Assignment = Please reproduce the passage on the spectrum of radium between "The principal line" and "than spectrum analysis.", inclusive.

━━━━━ Extract to read ━━━━━

13. Spectrum of radium. It was of great importance to settle as soon as possible whether radium was in reality modified barium or a new element with a definite spectrum. For this purpose the Curies prepared some specimens of radium chloride, and submitted them for examination of their spectrum to Demarçay, an authority on that subject. The first specimen of radium chloride examined by Demarçay[[20]] was not very active, but showed, besides the lines due to barium, a very strong new line in the ultra-violet. In another sample of greater activity, the line was still stronger and others also appeared, while the intensity of the new lines was comparable with those present due to barium. With a still more active specimen which was probably nearly pure, only three strong lines of barium appeared, while the new spectrum was very bright. The following table shows the wave-length of the new lines observed for radium. The wave lengths are expressed in Ångström units and the intensity of each ray is denoted by a number, the ray of maximum intensity being 16.
| Wave length | Intensity | Wave length | Intensity |
|---|---|---|---|
| 4826·3 | 10 | 4600·3 | 3 |
| 4726·9 | 5 | 4533·5 | 9 |
| 4699·6 | 3 | 4436·1 | 6 |
| 4692·1 | 7 | 4340·6 | 12 |
| 4683·0 | 14 | 3814·7 | 16 |
| 4641·9 | 4 | 3649·6 | 12 |
The lines are all sharply defined, and three or four of them have an intensity comparable with any known lines of other substances. There are also present in the spectrum two strong nebulous bands. In the visible part of the spectrum, which has not been photographed, the only noticeable ray has a wave length 5665, which is, however, very feeble compared with that of wave length 4826·3. The general aspect of the spectrum is similar to that of the alkaline earths; it is known that these metals have strong lines accompanied by nebulous bands.
The principal line due to radium can be distinguished in impure radium of activity 50 times that of uranium. By the electrical method it is easy to distinguish the presence of radium in a body which has an activity only ¹⁄₁₀₀ of uranium. With a more sensitive electrometer ¹⁄₁₀₀₀₀ of the activity of uranium could be observed. For the detection of radium, the examination of the radio-activity is thus a process nearly a million times more sensitive than spectrum analysis.

━━━━━ Dataset records ━━━━━

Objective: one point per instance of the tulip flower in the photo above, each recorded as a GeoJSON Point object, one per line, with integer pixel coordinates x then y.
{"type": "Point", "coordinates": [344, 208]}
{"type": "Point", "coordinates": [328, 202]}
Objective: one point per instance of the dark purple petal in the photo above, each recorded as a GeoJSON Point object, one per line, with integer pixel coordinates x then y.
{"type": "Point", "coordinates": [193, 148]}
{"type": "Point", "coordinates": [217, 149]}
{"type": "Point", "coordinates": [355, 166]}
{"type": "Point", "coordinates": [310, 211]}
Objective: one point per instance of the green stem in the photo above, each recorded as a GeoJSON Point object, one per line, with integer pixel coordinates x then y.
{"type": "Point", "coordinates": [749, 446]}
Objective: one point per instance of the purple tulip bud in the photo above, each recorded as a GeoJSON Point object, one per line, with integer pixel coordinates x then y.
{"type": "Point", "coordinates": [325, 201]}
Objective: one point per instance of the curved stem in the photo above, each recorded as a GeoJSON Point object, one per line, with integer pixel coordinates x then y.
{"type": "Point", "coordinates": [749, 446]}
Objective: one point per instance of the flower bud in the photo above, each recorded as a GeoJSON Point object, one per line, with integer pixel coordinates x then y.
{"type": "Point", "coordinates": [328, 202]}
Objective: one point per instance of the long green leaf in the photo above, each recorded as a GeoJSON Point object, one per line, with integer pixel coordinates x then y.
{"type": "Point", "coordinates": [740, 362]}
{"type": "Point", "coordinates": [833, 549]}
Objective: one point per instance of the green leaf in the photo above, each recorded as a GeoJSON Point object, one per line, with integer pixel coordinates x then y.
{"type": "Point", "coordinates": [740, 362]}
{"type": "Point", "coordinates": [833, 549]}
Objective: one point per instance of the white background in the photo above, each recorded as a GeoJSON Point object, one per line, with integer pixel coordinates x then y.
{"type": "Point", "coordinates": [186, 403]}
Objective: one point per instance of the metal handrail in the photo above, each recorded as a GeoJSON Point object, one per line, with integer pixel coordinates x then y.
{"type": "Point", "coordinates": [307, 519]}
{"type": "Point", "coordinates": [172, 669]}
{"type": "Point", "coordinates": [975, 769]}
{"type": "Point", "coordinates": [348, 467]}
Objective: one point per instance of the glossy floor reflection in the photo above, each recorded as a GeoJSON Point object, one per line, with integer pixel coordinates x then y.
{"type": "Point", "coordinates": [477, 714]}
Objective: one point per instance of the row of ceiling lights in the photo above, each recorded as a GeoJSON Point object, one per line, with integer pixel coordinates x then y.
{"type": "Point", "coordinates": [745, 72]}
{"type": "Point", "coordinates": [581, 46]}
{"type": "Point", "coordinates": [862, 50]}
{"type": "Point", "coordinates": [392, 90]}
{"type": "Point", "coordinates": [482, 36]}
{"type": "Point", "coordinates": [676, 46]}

━━━━━

Task output =
The principal line due to radium can be distinguished in impure radium of activity 50 times that of uranium. By the electrical method it is easy to distinguish the presence of radium in a body which has an activity only ¹⁄₁₀₀ of uranium. With a more sensitive electrometer ¹⁄₁₀₀₀₀ of the activity of uranium could be observed. For the detection of radium, the examination of the radio-activity is thus a process nearly a million times more sensitive than spectrum analysis.